[Source data]
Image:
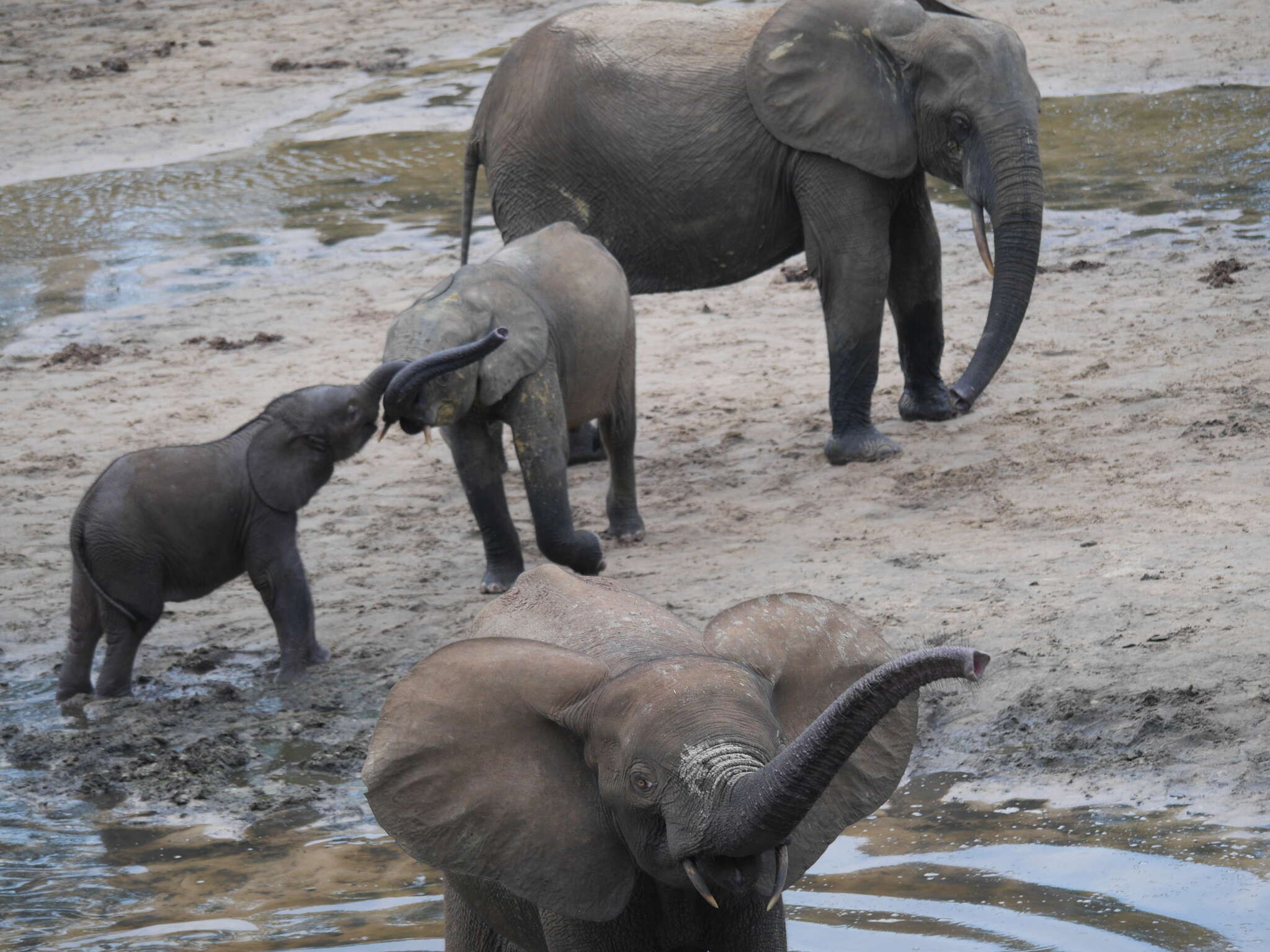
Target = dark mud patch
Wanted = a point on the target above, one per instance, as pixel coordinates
(1219, 273)
(82, 356)
(220, 343)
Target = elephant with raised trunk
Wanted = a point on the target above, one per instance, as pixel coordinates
(175, 523)
(592, 774)
(705, 145)
(572, 358)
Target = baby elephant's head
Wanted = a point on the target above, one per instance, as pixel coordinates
(437, 389)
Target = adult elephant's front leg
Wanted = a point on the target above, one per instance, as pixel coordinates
(846, 223)
(536, 416)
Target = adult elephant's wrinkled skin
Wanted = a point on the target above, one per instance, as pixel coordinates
(592, 774)
(705, 145)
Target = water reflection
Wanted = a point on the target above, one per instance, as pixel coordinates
(921, 875)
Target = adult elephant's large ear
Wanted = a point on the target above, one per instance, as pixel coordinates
(286, 466)
(470, 771)
(525, 352)
(812, 650)
(824, 77)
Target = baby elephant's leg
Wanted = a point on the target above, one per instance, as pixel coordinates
(478, 451)
(541, 444)
(618, 430)
(123, 638)
(76, 673)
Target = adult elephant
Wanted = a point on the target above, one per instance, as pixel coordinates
(704, 146)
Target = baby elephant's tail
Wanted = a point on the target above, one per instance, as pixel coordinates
(471, 165)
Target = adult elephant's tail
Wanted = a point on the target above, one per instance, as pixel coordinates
(471, 165)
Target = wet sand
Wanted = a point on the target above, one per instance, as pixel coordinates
(1098, 523)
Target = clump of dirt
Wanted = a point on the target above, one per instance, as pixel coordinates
(220, 343)
(1077, 266)
(82, 356)
(1220, 272)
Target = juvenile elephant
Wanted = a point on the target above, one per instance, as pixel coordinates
(571, 359)
(175, 523)
(705, 145)
(592, 774)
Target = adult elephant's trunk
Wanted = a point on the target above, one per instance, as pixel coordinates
(404, 387)
(1013, 192)
(765, 806)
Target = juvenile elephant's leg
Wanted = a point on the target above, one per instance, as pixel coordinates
(123, 638)
(536, 416)
(478, 451)
(76, 673)
(846, 223)
(916, 301)
(277, 573)
(618, 430)
(586, 444)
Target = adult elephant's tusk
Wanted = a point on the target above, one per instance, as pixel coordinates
(699, 883)
(981, 238)
(783, 868)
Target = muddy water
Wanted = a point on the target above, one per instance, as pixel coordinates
(388, 159)
(921, 875)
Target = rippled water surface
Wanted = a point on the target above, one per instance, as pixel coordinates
(922, 875)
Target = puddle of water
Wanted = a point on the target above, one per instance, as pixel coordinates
(922, 874)
(1202, 149)
(389, 156)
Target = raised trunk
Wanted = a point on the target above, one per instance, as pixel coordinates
(765, 806)
(404, 389)
(1014, 196)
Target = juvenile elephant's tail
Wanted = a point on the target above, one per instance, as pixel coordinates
(471, 165)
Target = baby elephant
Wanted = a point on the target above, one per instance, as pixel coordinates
(174, 523)
(571, 359)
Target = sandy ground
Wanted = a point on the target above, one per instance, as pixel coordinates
(1098, 524)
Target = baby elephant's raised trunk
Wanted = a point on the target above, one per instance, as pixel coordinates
(404, 387)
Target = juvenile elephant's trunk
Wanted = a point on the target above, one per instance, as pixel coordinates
(406, 385)
(1014, 195)
(765, 806)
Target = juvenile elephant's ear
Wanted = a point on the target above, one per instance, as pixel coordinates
(812, 650)
(469, 771)
(286, 467)
(525, 352)
(824, 79)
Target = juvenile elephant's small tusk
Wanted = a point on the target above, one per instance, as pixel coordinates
(699, 883)
(981, 238)
(783, 868)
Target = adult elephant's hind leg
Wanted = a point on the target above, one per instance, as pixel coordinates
(916, 301)
(846, 223)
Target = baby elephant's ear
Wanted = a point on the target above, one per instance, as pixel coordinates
(286, 467)
(525, 352)
(470, 772)
(812, 650)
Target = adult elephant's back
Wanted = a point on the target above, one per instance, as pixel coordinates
(634, 123)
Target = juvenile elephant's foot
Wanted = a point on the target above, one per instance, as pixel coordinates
(586, 446)
(931, 403)
(863, 446)
(625, 531)
(499, 578)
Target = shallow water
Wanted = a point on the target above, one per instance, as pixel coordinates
(388, 157)
(921, 875)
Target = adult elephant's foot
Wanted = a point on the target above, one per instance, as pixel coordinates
(624, 531)
(499, 578)
(585, 444)
(861, 446)
(931, 403)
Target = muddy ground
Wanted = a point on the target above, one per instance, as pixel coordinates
(1098, 524)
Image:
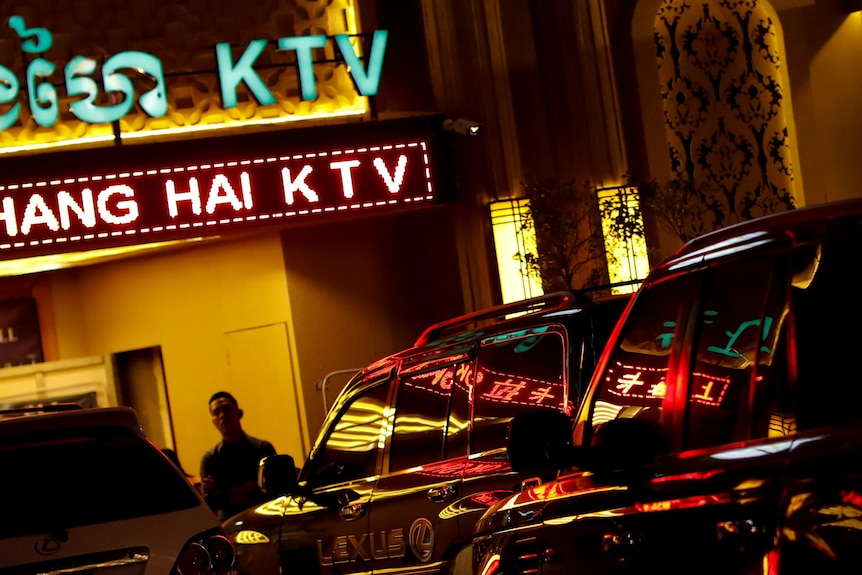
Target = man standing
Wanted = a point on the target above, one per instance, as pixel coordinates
(229, 470)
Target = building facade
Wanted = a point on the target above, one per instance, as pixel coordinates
(755, 98)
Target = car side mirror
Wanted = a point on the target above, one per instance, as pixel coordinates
(621, 444)
(540, 441)
(276, 475)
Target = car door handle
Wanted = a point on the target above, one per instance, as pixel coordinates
(619, 544)
(741, 531)
(352, 512)
(441, 493)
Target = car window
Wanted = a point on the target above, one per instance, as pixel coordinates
(634, 379)
(421, 412)
(742, 310)
(87, 477)
(517, 373)
(352, 445)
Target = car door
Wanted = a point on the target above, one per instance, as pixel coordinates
(326, 531)
(680, 383)
(822, 509)
(409, 503)
(711, 502)
(529, 370)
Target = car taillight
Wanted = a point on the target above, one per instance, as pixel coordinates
(209, 554)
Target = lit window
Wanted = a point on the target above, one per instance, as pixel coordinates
(622, 227)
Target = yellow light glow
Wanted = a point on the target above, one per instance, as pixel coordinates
(627, 256)
(23, 266)
(510, 239)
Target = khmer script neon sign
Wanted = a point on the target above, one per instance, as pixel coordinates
(83, 80)
(173, 200)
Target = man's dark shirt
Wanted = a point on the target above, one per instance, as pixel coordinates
(232, 465)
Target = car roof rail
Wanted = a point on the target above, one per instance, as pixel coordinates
(462, 323)
(40, 408)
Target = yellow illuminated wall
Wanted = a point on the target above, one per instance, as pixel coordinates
(511, 238)
(626, 248)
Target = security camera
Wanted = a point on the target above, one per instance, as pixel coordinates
(462, 126)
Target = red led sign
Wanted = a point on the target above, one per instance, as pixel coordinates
(169, 201)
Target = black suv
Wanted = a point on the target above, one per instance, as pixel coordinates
(413, 449)
(722, 430)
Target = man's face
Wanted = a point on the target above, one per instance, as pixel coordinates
(225, 415)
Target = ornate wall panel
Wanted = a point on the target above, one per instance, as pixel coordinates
(725, 118)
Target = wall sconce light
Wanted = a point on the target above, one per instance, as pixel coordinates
(462, 126)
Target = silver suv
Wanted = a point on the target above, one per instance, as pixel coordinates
(83, 491)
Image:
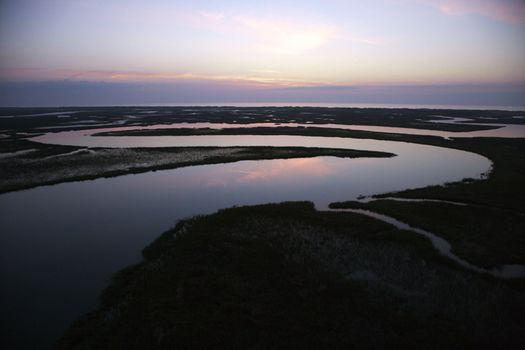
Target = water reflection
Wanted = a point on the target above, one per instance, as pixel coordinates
(80, 233)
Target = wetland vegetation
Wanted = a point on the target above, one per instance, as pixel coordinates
(287, 275)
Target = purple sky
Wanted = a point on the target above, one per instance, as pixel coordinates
(80, 52)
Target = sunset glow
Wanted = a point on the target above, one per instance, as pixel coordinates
(278, 44)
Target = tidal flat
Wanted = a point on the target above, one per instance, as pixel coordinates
(288, 275)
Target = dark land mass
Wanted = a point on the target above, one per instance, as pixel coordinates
(21, 119)
(50, 164)
(289, 277)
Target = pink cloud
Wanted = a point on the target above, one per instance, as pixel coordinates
(510, 11)
(257, 79)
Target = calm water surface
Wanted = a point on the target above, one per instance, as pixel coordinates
(60, 244)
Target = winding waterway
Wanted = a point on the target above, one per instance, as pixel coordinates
(78, 234)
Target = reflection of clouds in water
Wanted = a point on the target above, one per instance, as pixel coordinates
(283, 169)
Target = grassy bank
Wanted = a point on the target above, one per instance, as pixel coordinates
(49, 164)
(288, 277)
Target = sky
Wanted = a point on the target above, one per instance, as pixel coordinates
(89, 52)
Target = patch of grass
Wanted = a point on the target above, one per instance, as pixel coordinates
(36, 169)
(288, 277)
(482, 235)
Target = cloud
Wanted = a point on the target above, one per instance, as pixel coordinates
(510, 11)
(285, 36)
(258, 78)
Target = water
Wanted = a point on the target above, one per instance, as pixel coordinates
(85, 138)
(60, 244)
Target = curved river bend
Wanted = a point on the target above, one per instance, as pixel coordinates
(78, 234)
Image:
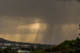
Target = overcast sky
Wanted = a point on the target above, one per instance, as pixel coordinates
(39, 21)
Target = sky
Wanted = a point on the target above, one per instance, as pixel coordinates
(39, 21)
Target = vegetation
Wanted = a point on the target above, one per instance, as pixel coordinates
(68, 46)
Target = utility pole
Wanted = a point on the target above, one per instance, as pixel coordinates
(79, 30)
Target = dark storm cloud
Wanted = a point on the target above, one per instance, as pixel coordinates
(51, 11)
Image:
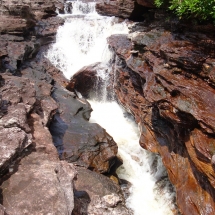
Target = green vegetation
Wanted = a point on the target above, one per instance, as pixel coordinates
(201, 9)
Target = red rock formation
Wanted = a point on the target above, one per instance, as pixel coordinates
(167, 88)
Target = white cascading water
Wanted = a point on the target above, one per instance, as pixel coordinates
(82, 41)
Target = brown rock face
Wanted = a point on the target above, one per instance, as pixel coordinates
(97, 195)
(124, 8)
(166, 88)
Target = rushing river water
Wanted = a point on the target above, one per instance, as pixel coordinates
(80, 42)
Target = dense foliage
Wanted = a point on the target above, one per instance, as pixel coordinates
(202, 9)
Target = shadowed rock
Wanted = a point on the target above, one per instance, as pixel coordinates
(97, 195)
(77, 140)
(165, 86)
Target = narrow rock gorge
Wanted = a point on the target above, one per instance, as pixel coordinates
(53, 160)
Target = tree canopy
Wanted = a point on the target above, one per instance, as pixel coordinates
(201, 9)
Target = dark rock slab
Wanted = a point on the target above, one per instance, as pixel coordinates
(167, 83)
(97, 195)
(39, 186)
(77, 140)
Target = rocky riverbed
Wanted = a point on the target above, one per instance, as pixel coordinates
(165, 78)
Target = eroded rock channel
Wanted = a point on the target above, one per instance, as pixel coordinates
(53, 160)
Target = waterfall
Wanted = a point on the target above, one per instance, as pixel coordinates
(82, 41)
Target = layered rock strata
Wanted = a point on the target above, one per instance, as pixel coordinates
(166, 81)
(32, 98)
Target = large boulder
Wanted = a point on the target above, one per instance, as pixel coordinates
(167, 84)
(77, 140)
(97, 195)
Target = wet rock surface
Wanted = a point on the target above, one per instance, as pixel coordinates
(125, 9)
(99, 195)
(33, 180)
(77, 140)
(161, 77)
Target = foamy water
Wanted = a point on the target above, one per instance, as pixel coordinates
(82, 41)
(137, 165)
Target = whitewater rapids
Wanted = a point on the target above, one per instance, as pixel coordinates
(82, 41)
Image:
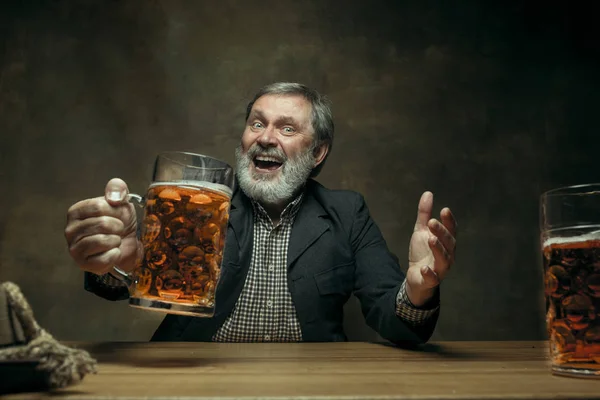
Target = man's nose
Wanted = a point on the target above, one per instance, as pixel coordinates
(268, 138)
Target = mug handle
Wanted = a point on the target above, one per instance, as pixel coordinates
(121, 275)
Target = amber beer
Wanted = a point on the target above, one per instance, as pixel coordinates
(183, 235)
(572, 287)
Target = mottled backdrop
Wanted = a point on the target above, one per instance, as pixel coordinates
(487, 104)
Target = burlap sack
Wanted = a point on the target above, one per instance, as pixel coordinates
(24, 343)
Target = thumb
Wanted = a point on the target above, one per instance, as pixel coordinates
(116, 192)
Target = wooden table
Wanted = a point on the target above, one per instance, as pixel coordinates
(448, 370)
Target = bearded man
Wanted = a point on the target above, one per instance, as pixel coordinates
(295, 250)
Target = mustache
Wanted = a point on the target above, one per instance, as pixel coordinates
(256, 150)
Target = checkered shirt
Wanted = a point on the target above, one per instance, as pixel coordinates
(264, 311)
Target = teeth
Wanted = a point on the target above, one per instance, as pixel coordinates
(272, 159)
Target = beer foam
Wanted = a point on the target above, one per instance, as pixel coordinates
(215, 187)
(573, 239)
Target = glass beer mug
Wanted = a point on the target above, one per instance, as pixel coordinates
(186, 211)
(570, 238)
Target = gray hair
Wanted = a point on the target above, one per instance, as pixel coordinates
(322, 117)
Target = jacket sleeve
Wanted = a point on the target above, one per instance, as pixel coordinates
(378, 279)
(105, 286)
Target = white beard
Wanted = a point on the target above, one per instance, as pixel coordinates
(269, 189)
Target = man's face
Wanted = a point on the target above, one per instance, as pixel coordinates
(276, 154)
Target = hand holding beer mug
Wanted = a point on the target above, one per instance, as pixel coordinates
(186, 211)
(570, 237)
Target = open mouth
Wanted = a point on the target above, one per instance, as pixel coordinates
(265, 163)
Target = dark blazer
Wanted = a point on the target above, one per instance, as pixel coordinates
(335, 249)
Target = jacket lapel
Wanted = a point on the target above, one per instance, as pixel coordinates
(309, 225)
(238, 255)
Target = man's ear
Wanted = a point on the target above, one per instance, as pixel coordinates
(320, 152)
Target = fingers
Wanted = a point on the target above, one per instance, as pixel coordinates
(116, 192)
(441, 232)
(449, 221)
(79, 229)
(99, 207)
(424, 211)
(430, 278)
(96, 253)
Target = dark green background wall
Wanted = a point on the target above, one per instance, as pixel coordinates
(487, 104)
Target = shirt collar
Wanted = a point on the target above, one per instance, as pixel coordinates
(288, 213)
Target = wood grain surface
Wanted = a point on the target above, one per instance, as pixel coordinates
(444, 370)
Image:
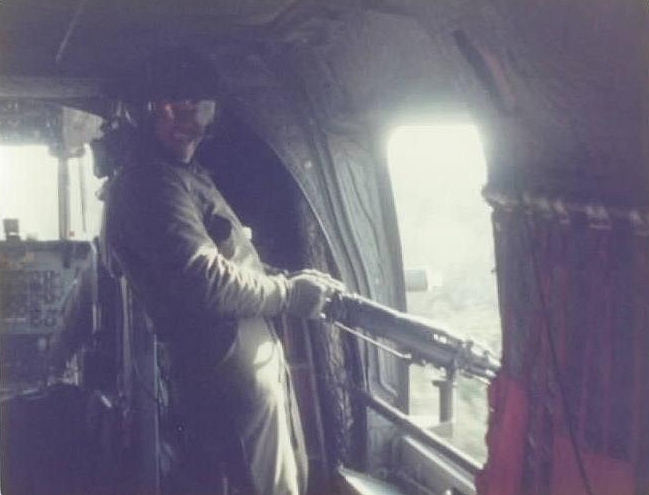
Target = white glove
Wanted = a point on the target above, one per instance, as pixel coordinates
(308, 293)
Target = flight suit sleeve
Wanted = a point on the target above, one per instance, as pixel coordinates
(157, 226)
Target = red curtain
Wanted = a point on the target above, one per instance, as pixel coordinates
(570, 407)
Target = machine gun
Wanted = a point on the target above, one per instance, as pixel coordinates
(423, 342)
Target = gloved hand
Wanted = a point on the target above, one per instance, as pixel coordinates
(309, 292)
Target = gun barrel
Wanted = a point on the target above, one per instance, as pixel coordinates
(424, 341)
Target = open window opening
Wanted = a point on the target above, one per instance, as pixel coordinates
(33, 183)
(437, 173)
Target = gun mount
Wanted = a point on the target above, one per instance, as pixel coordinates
(423, 341)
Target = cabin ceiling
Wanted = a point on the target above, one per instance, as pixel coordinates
(560, 87)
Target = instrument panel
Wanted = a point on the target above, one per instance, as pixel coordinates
(38, 280)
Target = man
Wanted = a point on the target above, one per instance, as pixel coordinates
(190, 263)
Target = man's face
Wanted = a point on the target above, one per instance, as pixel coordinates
(180, 125)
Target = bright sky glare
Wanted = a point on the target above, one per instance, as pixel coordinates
(437, 173)
(28, 190)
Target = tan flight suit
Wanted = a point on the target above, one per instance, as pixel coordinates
(198, 276)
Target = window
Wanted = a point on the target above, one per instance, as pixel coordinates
(29, 192)
(437, 173)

--- About this task ---
How many lines in the records contain the word "foot"? Answer with the number alone.

--- Answer to this exercise ---
2